BEGIN SELECTED EXTRACT

The city of Richmond’s 2020 census response rate is 59.3 percent, lower than the Virginia and national average, which could result in lost federal funding at state and local levels.
The deadline for census counting is September 30th – moved up a month by President Trump – and Richmond is falling behind not just nationally, but also compared to the surrounding central-Virginia counties.
The national response rate sits at 64.2 percent while Virginia’s overall response rate is 68.8 percent, representing the eighth highest state, according to Tableau Public a free online platform used to publicly share and explore data visualizations.
The disparity between Richmond city and its neighboring counties is an even larger gap than the national and state numbers, however.
Almost all counties that surround Richmond have response rates above 69 percent, with Henrico and Chesterfield counties at 73 percent and 74 percent respectively, according to the 2020 census website.
In fact, out of all 133 counties in Virginia Richmond City ranks 89th and out of all 228 Virginia cities Richmond also ranks 89th, according to Tableau Public.
Richmond’s low response rate is a troublesome because the government uses data collected by the census to determine important issues that impact states and local communities, according to the Urban Institute & Brookings Institution tax policy center.
“The census provides a once-in-a-decade snapshot of what our country and state looks like – it provides a national and local population count, determines how many seats Virginia will have in Congress and it informs how much federal funding local communities will receive for public services,” Tasha Chambers, media specialist for the U.S. Census Bureau, responded over email to questions from The Virginia Star.

END SELECTED EXTRACT
BEGIN PROVIDED INFORMATION

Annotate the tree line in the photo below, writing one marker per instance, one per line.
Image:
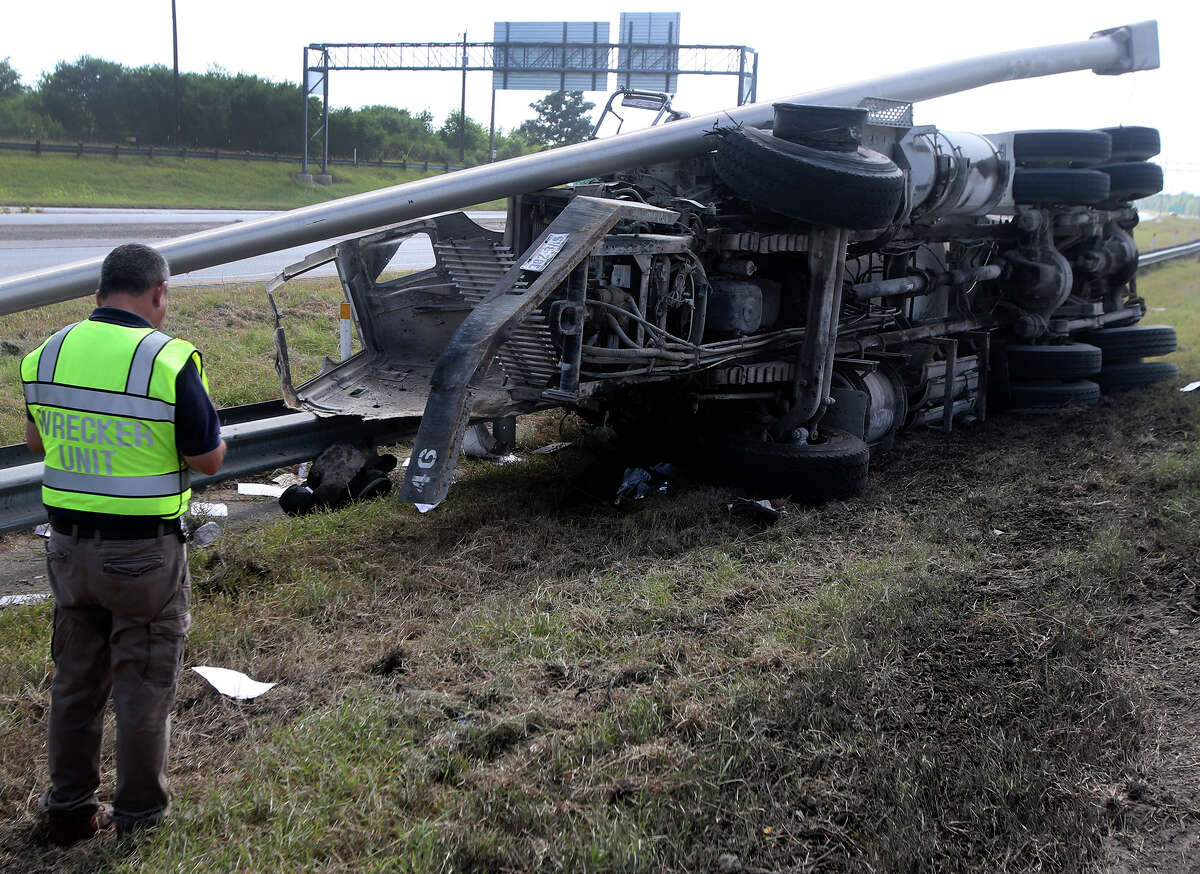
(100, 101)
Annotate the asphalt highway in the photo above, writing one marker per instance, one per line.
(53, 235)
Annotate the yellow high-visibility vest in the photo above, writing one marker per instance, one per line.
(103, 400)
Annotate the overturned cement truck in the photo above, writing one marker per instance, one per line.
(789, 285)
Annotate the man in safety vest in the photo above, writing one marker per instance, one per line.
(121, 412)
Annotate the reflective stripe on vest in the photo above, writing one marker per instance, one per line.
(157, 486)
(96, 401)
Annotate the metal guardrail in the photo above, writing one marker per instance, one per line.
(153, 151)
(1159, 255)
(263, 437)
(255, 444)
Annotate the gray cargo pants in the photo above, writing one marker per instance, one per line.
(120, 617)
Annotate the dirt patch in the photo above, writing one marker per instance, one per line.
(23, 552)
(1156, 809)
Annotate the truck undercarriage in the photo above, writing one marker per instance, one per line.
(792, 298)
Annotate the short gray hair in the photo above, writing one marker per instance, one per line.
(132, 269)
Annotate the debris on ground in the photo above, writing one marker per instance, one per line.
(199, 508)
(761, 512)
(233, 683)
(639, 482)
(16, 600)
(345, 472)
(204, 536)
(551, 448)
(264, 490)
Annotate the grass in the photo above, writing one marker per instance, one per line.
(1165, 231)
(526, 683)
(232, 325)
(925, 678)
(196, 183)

END PROVIDED INFORMATION

WHAT YOU WILL DO: Reproduce the article about Richmond's 2020 census response rate above in full, word for word.

RESULT:
The city of Richmond’s 2020 census response rate is 59.3 percent, lower than the Virginia and national average, which could result in lost federal funding at state and local levels.
The deadline for census counting is September 30th – moved up a month by President Trump – and Richmond is falling behind not just nationally, but also compared to the surrounding central-Virginia counties.
The national response rate sits at 64.2 percent while Virginia’s overall response rate is 68.8 percent, representing the eighth highest state, according to Tableau Public a free online platform used to publicly share and explore data visualizations.
The disparity between Richmond city and its neighboring counties is an even larger gap than the national and state numbers, however.
Almost all counties that surround Richmond have response rates above 69 percent, with Henrico and Chesterfield counties at 73 percent and 74 percent respectively, according to the 2020 census website.
In fact, out of all 133 counties in Virginia Richmond City ranks 89th and out of all 228 Virginia cities Richmond also ranks 89th, according to Tableau Public.
Richmond’s low response rate is a troublesome because the government uses data collected by the census to determine important issues that impact states and local communities, according to the Urban Institute & Brookings Institution tax policy center.
“The census provides a once-in-a-decade snapshot of what our country and state looks like – it provides a national and local population count, determines how many seats Virginia will have in Congress and it informs how much federal funding local communities will receive for public services,” Tasha Chambers, media specialist for the U.S. Census Bureau, responded over email to questions from The Virginia Star.